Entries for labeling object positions
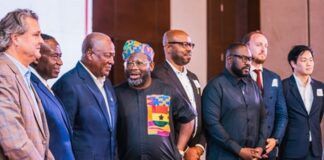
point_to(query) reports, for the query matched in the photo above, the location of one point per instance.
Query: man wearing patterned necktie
(271, 90)
(23, 127)
(44, 68)
(89, 100)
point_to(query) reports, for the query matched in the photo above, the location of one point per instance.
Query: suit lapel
(295, 92)
(175, 80)
(315, 99)
(54, 99)
(94, 90)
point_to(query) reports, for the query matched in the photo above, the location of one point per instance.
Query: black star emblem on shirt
(161, 117)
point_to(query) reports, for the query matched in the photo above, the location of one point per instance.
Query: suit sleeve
(14, 140)
(211, 113)
(69, 98)
(281, 114)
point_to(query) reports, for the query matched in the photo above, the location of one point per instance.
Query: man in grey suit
(177, 50)
(23, 127)
(271, 89)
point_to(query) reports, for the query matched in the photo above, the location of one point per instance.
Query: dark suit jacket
(166, 74)
(275, 104)
(94, 136)
(58, 123)
(296, 141)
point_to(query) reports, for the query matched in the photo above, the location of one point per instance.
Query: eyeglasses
(243, 58)
(130, 64)
(184, 44)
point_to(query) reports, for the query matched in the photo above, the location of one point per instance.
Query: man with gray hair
(23, 127)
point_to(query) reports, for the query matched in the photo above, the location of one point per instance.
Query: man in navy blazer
(47, 67)
(90, 101)
(271, 89)
(305, 103)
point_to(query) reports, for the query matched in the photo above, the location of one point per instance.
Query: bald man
(89, 100)
(177, 50)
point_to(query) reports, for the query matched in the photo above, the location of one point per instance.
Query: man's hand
(250, 153)
(193, 153)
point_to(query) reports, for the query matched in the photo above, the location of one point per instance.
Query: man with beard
(89, 100)
(44, 68)
(148, 110)
(23, 126)
(177, 50)
(233, 110)
(305, 105)
(271, 89)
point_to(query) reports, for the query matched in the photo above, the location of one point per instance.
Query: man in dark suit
(177, 50)
(47, 67)
(305, 103)
(90, 101)
(23, 127)
(271, 89)
(233, 110)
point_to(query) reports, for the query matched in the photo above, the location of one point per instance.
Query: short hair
(233, 47)
(296, 51)
(247, 37)
(13, 23)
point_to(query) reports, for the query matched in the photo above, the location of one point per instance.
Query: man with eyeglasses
(89, 99)
(271, 89)
(177, 50)
(233, 111)
(148, 110)
(44, 68)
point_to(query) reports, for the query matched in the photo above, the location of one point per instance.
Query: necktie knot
(258, 79)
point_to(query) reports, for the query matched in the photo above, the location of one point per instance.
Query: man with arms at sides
(44, 68)
(233, 110)
(177, 50)
(23, 127)
(148, 110)
(89, 100)
(271, 89)
(305, 103)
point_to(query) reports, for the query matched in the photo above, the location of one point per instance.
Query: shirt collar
(98, 80)
(38, 76)
(299, 82)
(252, 68)
(176, 70)
(232, 79)
(22, 69)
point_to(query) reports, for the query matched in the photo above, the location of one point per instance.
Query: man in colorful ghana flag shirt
(148, 110)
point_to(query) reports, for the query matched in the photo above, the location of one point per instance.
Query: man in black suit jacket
(233, 111)
(90, 100)
(305, 103)
(177, 49)
(271, 89)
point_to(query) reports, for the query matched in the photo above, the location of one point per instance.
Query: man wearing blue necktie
(48, 67)
(89, 100)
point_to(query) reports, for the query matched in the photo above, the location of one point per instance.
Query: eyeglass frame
(135, 63)
(184, 44)
(244, 59)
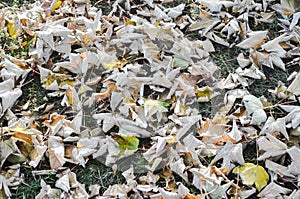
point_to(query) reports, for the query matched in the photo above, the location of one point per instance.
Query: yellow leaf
(115, 64)
(13, 31)
(253, 174)
(126, 142)
(69, 95)
(56, 5)
(204, 92)
(129, 22)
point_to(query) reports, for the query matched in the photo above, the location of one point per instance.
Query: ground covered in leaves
(150, 99)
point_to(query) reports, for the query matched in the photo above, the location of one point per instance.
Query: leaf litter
(137, 74)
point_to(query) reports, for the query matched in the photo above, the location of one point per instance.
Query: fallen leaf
(253, 174)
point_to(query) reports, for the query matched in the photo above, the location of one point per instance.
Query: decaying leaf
(253, 174)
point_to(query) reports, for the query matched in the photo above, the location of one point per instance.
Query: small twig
(27, 82)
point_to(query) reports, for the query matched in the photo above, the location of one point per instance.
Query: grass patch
(31, 185)
(97, 173)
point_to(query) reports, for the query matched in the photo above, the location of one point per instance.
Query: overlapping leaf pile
(138, 75)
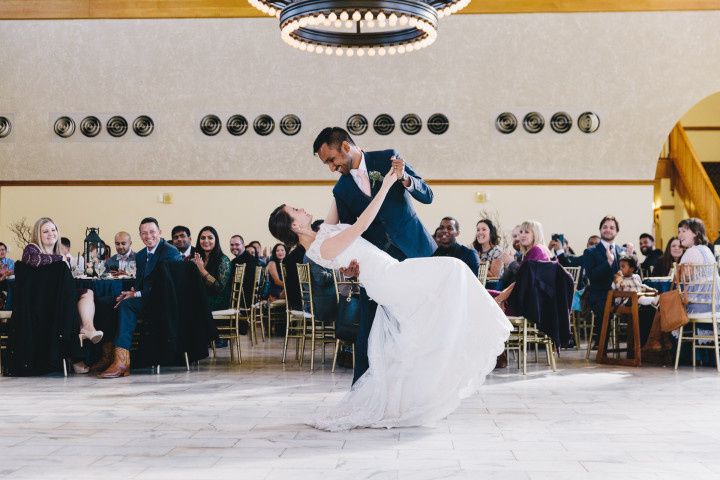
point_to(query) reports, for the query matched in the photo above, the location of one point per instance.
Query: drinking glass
(131, 268)
(100, 268)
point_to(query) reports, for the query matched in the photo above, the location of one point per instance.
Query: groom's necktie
(364, 182)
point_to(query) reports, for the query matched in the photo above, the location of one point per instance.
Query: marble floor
(227, 421)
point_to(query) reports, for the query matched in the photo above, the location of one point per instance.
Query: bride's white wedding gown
(435, 337)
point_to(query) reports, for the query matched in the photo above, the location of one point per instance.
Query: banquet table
(661, 284)
(101, 287)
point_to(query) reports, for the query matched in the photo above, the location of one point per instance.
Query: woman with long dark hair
(486, 243)
(673, 253)
(214, 267)
(275, 272)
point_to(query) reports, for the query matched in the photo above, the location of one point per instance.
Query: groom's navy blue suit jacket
(397, 224)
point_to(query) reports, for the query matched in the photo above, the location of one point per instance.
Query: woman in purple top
(532, 247)
(44, 249)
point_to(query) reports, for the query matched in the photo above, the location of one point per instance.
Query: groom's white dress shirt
(363, 167)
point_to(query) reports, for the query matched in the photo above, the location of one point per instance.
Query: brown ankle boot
(120, 366)
(106, 358)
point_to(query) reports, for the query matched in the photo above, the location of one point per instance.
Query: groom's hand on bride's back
(352, 270)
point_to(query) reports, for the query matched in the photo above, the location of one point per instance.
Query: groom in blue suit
(130, 303)
(396, 229)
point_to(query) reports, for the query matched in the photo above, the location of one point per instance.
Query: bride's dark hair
(280, 225)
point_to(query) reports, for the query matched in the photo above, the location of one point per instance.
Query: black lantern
(94, 245)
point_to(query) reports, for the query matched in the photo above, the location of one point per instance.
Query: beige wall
(705, 114)
(639, 71)
(573, 210)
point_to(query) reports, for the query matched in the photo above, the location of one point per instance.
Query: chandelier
(359, 27)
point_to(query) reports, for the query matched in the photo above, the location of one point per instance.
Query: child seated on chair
(626, 280)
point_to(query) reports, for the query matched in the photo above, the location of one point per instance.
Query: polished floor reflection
(227, 421)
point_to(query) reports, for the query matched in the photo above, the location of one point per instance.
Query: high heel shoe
(80, 368)
(93, 335)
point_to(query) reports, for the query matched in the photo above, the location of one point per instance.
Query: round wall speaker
(561, 122)
(236, 125)
(143, 126)
(411, 124)
(90, 126)
(438, 124)
(5, 127)
(384, 124)
(588, 122)
(506, 123)
(357, 124)
(264, 125)
(210, 125)
(290, 125)
(116, 126)
(533, 122)
(64, 127)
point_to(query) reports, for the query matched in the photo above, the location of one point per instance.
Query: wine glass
(100, 268)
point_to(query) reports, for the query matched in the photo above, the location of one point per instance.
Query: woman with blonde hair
(44, 249)
(532, 247)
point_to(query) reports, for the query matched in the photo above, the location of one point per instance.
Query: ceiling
(88, 9)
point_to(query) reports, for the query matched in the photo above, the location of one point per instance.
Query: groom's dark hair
(333, 136)
(280, 225)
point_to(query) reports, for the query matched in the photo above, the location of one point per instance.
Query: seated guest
(673, 253)
(259, 253)
(323, 286)
(130, 303)
(693, 237)
(44, 249)
(486, 245)
(7, 266)
(214, 267)
(446, 238)
(532, 240)
(243, 256)
(123, 247)
(602, 262)
(275, 273)
(183, 242)
(652, 254)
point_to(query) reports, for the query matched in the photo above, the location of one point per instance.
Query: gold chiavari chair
(294, 326)
(482, 272)
(251, 309)
(228, 320)
(350, 287)
(279, 305)
(523, 334)
(699, 283)
(4, 317)
(575, 274)
(314, 329)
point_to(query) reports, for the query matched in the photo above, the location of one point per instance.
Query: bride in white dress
(436, 334)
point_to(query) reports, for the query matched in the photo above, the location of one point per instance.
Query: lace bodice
(373, 261)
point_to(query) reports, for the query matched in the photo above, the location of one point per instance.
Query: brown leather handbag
(673, 314)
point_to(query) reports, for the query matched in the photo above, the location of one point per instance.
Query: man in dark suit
(130, 303)
(182, 240)
(396, 229)
(601, 263)
(446, 236)
(243, 257)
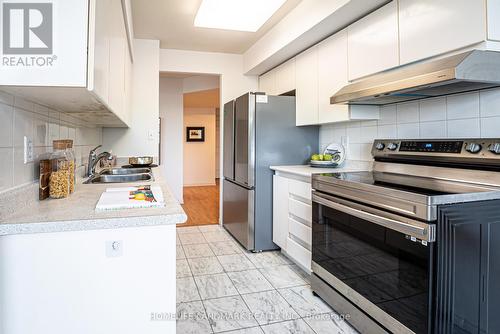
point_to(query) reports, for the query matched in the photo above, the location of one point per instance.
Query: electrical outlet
(151, 135)
(114, 248)
(28, 150)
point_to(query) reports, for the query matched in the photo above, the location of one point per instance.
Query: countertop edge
(92, 224)
(308, 171)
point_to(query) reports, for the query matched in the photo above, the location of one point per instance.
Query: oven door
(381, 262)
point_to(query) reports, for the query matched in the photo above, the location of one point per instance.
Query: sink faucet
(94, 159)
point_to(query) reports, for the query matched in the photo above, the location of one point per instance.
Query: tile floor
(222, 288)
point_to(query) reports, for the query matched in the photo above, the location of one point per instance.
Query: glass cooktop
(370, 178)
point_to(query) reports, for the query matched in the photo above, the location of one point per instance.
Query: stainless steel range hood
(464, 72)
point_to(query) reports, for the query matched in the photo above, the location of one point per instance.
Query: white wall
(201, 82)
(19, 118)
(471, 115)
(199, 157)
(135, 141)
(66, 283)
(230, 66)
(171, 112)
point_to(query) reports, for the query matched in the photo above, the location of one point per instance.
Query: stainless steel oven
(382, 261)
(383, 243)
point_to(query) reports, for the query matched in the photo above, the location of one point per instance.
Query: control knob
(494, 148)
(392, 146)
(473, 148)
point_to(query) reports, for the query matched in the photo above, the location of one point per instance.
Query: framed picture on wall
(195, 134)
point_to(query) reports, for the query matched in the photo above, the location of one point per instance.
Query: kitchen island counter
(77, 212)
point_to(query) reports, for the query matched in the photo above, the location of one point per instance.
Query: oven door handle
(422, 231)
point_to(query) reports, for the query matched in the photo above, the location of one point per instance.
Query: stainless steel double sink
(121, 175)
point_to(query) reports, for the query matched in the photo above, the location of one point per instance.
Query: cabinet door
(280, 211)
(373, 42)
(332, 76)
(285, 77)
(267, 83)
(306, 82)
(490, 320)
(428, 27)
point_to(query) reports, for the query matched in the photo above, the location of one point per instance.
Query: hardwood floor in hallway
(201, 205)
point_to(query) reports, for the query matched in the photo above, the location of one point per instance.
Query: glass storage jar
(59, 186)
(72, 165)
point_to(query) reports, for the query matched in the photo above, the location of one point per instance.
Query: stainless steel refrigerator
(259, 132)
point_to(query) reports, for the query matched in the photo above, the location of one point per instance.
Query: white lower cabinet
(292, 218)
(280, 210)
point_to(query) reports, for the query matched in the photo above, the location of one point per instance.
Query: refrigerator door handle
(251, 140)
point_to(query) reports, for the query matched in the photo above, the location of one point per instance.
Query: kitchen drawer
(298, 254)
(300, 189)
(300, 209)
(300, 231)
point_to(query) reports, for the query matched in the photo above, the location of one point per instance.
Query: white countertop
(77, 212)
(307, 171)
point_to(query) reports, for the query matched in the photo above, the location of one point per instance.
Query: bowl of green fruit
(332, 157)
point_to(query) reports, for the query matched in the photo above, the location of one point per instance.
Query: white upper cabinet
(285, 77)
(493, 20)
(332, 76)
(306, 82)
(267, 83)
(88, 66)
(117, 54)
(99, 79)
(428, 27)
(373, 42)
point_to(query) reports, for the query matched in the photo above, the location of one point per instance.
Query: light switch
(28, 150)
(114, 248)
(151, 135)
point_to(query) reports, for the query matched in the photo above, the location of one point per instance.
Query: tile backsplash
(471, 115)
(19, 118)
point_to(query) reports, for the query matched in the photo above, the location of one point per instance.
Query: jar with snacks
(59, 186)
(72, 165)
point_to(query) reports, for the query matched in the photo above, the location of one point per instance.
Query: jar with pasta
(72, 165)
(59, 186)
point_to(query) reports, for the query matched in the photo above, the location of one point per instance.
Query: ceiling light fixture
(241, 15)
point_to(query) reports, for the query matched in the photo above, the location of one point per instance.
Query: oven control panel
(432, 146)
(457, 148)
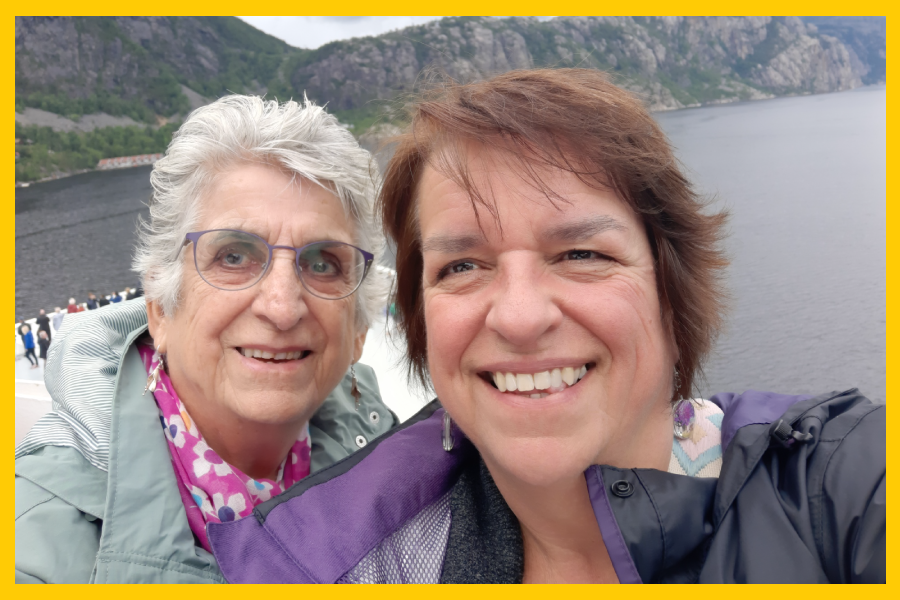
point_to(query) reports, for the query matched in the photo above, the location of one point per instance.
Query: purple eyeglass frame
(191, 238)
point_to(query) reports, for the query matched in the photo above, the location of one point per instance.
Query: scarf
(213, 491)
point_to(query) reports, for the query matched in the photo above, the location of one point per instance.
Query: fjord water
(803, 179)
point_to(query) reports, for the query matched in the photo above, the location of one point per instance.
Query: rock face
(172, 64)
(141, 59)
(672, 61)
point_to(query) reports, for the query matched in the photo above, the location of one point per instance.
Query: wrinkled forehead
(482, 169)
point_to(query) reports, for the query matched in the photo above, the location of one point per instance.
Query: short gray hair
(302, 139)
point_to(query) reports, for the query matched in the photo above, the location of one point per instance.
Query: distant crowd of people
(36, 349)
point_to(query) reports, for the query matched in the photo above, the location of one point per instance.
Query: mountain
(141, 67)
(157, 68)
(865, 37)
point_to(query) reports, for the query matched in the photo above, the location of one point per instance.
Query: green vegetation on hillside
(44, 152)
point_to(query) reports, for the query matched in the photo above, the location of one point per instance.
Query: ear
(158, 325)
(359, 342)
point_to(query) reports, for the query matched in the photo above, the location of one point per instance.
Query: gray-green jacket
(96, 495)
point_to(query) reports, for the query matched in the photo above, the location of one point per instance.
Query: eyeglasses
(230, 259)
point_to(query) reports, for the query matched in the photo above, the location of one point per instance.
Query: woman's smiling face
(535, 299)
(215, 340)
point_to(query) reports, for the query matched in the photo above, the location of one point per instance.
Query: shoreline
(724, 102)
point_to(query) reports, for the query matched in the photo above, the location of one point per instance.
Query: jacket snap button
(622, 488)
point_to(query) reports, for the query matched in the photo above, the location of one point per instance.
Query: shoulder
(804, 478)
(324, 526)
(59, 500)
(340, 428)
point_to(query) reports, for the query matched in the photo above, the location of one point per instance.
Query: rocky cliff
(673, 61)
(155, 63)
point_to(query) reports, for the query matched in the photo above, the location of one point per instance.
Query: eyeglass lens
(234, 260)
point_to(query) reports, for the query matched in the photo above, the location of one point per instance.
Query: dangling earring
(354, 387)
(683, 413)
(447, 434)
(153, 378)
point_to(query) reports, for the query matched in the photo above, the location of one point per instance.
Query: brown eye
(457, 267)
(581, 255)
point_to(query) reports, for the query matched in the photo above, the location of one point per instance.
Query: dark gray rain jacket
(800, 499)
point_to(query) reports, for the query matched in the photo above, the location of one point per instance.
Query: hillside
(154, 70)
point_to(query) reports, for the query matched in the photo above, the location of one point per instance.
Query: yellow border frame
(91, 7)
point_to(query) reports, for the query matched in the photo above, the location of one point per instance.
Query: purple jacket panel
(751, 408)
(322, 533)
(333, 525)
(621, 559)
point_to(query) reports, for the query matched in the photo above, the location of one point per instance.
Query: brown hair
(578, 121)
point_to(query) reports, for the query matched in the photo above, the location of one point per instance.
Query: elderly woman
(557, 281)
(235, 379)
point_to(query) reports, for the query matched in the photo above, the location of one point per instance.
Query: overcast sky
(312, 32)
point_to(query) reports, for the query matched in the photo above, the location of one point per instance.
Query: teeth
(555, 378)
(524, 382)
(500, 381)
(254, 353)
(552, 380)
(510, 382)
(542, 380)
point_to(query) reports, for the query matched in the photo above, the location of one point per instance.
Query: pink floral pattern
(212, 490)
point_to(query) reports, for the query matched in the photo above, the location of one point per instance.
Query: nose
(523, 307)
(281, 299)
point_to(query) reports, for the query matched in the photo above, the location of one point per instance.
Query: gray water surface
(803, 179)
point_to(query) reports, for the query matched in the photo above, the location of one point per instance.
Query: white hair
(304, 140)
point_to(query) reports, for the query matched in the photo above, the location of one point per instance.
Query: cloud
(312, 32)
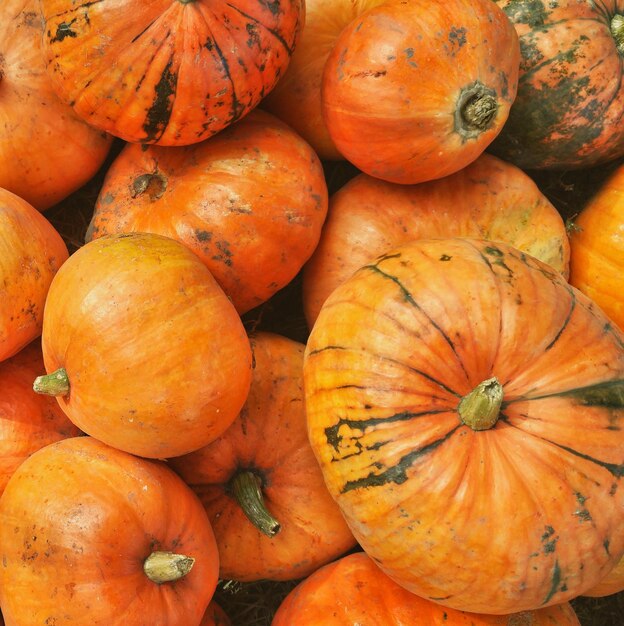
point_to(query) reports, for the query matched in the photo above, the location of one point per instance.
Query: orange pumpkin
(28, 421)
(488, 199)
(249, 202)
(31, 252)
(353, 590)
(260, 483)
(93, 535)
(171, 72)
(568, 109)
(465, 404)
(142, 348)
(296, 98)
(597, 247)
(36, 128)
(417, 90)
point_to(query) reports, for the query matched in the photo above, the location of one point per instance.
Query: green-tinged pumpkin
(466, 406)
(171, 72)
(488, 199)
(28, 421)
(142, 348)
(249, 202)
(260, 483)
(353, 590)
(414, 91)
(93, 535)
(570, 102)
(597, 247)
(46, 151)
(31, 253)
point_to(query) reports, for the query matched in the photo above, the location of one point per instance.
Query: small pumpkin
(31, 253)
(93, 535)
(142, 348)
(249, 202)
(597, 247)
(28, 421)
(414, 91)
(171, 72)
(568, 109)
(353, 590)
(260, 483)
(488, 199)
(296, 98)
(465, 404)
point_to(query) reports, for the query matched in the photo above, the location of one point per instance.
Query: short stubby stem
(246, 487)
(167, 567)
(480, 408)
(54, 384)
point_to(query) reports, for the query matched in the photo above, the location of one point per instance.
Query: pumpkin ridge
(410, 299)
(397, 473)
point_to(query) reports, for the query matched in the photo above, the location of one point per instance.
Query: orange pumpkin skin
(417, 90)
(79, 518)
(296, 98)
(568, 109)
(269, 438)
(597, 248)
(31, 252)
(36, 128)
(249, 202)
(524, 514)
(488, 199)
(28, 421)
(158, 361)
(169, 72)
(353, 590)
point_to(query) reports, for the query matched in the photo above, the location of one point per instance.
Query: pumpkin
(612, 583)
(36, 128)
(215, 616)
(142, 348)
(414, 91)
(597, 247)
(488, 199)
(568, 109)
(171, 72)
(352, 590)
(465, 404)
(93, 535)
(296, 98)
(31, 253)
(28, 421)
(249, 202)
(260, 483)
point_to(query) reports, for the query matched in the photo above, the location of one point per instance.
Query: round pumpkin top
(171, 72)
(465, 404)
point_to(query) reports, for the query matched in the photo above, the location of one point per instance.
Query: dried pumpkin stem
(617, 30)
(167, 567)
(247, 489)
(481, 407)
(54, 384)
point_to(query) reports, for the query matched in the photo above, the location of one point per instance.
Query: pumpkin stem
(617, 30)
(154, 185)
(167, 567)
(54, 384)
(480, 408)
(246, 487)
(476, 109)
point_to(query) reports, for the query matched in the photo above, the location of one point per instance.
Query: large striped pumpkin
(465, 404)
(171, 72)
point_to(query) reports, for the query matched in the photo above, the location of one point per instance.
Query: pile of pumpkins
(447, 444)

SET EXERCISE:
Which lines of the material above contain the string "with"? List each of them, treating uppercase and lowercase letters as distinct.

FULL OUTPUT:
Query: man with gray hair
Query: man with beard
Query: man with eyeglasses
Query: man with arms at sides
Query: woman with long dark hair
Query: woman with blonde hair
Query: jar with snacks
Query: jar with pasta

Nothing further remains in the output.